## [What the task asks]
Write out each line word for word. Drop pictures.

## [Entries]
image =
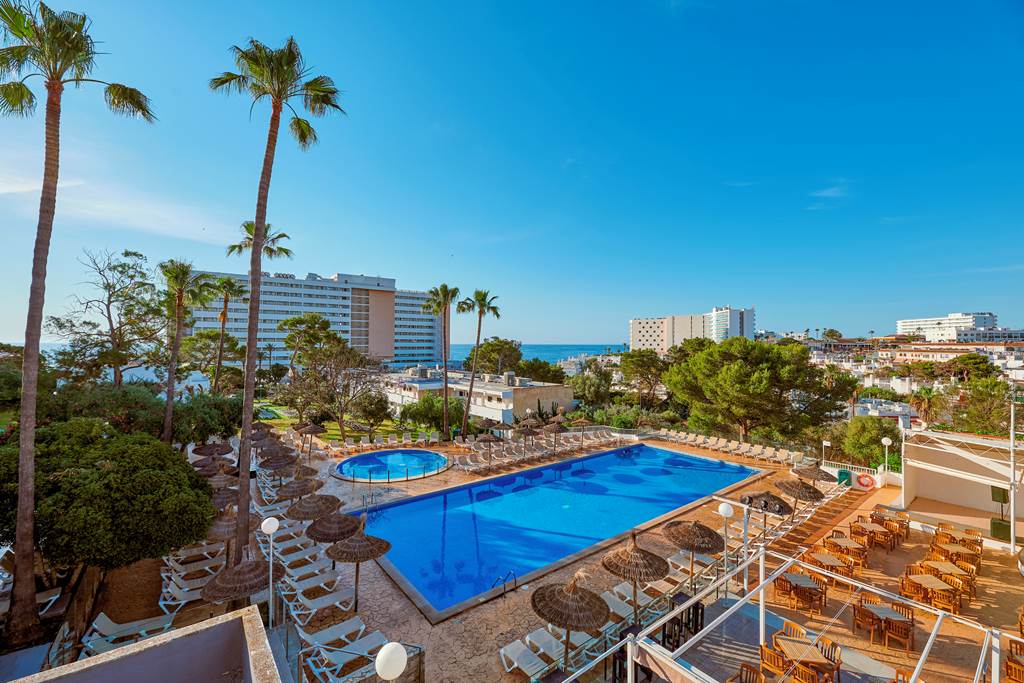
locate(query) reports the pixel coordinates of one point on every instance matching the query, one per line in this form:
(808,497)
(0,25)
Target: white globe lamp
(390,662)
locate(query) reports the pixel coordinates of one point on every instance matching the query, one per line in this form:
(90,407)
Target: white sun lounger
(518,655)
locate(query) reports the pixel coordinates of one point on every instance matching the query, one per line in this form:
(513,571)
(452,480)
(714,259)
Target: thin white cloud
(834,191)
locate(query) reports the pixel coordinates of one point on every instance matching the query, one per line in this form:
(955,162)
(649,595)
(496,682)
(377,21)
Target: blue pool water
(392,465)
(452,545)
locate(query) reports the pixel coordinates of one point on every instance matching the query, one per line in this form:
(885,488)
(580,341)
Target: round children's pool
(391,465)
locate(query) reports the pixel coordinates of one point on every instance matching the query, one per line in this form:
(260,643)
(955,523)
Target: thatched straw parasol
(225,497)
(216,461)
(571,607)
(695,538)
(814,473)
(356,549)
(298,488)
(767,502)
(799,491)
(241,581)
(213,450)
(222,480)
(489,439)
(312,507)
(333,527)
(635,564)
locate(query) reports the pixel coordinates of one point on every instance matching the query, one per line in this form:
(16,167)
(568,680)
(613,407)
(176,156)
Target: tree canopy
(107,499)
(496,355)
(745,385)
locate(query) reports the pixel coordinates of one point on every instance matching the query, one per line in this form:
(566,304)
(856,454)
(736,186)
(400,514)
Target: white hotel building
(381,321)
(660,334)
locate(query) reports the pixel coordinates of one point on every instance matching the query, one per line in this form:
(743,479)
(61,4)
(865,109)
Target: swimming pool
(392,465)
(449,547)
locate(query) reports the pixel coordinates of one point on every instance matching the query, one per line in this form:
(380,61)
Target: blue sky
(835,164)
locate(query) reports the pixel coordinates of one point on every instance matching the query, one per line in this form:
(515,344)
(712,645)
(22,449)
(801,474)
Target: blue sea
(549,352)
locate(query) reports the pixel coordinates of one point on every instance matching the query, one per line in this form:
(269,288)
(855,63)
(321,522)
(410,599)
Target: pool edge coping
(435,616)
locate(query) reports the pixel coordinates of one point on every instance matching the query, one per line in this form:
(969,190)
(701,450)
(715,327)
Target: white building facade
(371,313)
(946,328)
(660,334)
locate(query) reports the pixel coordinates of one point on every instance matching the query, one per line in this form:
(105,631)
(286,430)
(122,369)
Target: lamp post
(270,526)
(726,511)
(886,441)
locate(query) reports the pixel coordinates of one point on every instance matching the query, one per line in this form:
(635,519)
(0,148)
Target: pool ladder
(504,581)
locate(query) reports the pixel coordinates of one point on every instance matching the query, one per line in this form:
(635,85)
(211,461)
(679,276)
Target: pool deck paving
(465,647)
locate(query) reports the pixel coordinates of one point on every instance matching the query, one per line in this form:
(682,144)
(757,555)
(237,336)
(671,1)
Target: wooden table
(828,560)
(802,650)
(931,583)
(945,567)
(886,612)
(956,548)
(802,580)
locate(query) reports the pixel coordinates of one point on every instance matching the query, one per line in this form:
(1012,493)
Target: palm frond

## [Answer for the task]
image =
locate(query) reports the pixel coordinates of one point on every instance matching the query, one per line in this form:
(808,497)
(0,25)
Target: white globe lamp
(390,662)
locate(query) reports the pixel coordinates of one point on every instance matching the query, one per line in this form:
(90,407)
Target: white sun lounger
(518,655)
locate(query) reports the pixel coordinates of one point on every instance matching the query, one per line in this form:
(513,571)
(452,480)
(714,259)
Target: thin white cloud
(834,191)
locate(query) reports the pixel coordinates of one point on every instance matching the query, one per line in this form:
(955,162)
(649,595)
(496,682)
(377,21)
Target: blue pool water
(392,465)
(452,545)
locate(query) reports the pixel coordinates of one point on every instance matching the query, one per line in this form:
(885,488)
(580,341)
Target: round children's pool
(391,465)
locate(query) reports the pixel coordinates of one point on every instance matching the query, one per line in this form:
(260,643)
(955,523)
Target: thatched straw parasol
(225,497)
(216,461)
(571,607)
(695,538)
(814,473)
(356,549)
(298,488)
(767,502)
(799,491)
(241,581)
(213,450)
(222,480)
(489,439)
(312,507)
(333,527)
(635,564)
locate(query) reports the pixel coordinates of one point on every instance matching the query, one per line in this form:
(16,167)
(568,680)
(613,407)
(176,156)
Target: tree canopy
(107,499)
(496,355)
(745,385)
locate(query) reports the pixel coordinates of one point on every instance matching the query, one per line in this form:
(566,304)
(856,454)
(736,186)
(400,514)
Target: white hotel building
(381,321)
(660,334)
locate(query) reports the pixel coordinates of one point on every instance matching the query, one per line in this form:
(743,479)
(61,4)
(865,109)
Target: swimming pool
(392,465)
(449,547)
locate(query) reports the pixel coordinates of one point on every instance matching the query, one per line in this form:
(380,61)
Target: blue sky
(835,164)
locate(query) reports the pixel coordinates of one point on every instance matching the query, one per line in this form:
(515,344)
(712,645)
(22,449)
(801,474)
Target: blue sea
(549,352)
locate(query) reports the pixel coordinates of one point on every instance matching the query, one per line in this form:
(269,288)
(855,63)
(321,522)
(410,599)
Target: pool edge coping
(435,616)
locate(query) reports the pixel coordinates of one point on every instance matching the query, one per line in this form:
(969,190)
(701,450)
(715,327)
Target: white building facade
(371,313)
(946,328)
(660,334)
locate(query) reports the pixel coordinates of one point on every instance matching the query, one per line in this form:
(105,631)
(286,430)
(122,369)
Target: lamp post
(270,526)
(726,511)
(886,441)
locate(query) reports the pixel coordinates of one point on every instance matching the query, one per line in this form:
(635,519)
(0,148)
Target: pool ladder
(504,581)
locate(query) reports the pixel coordinates of one point on every instance matching the query, one per line in this form:
(635,85)
(211,461)
(679,276)
Target: pool deck paving
(465,647)
locate(query) reports the pixel coordinates of one point on every instance matching the query, one per line in this form:
(682,144)
(757,555)
(237,336)
(671,1)
Target: wooden table
(828,560)
(802,650)
(931,583)
(945,567)
(886,612)
(956,548)
(802,580)
locate(query) reports the pixel coordinates of one point on every instance matching the query, one per line in this form:
(1012,493)
Target: palm frond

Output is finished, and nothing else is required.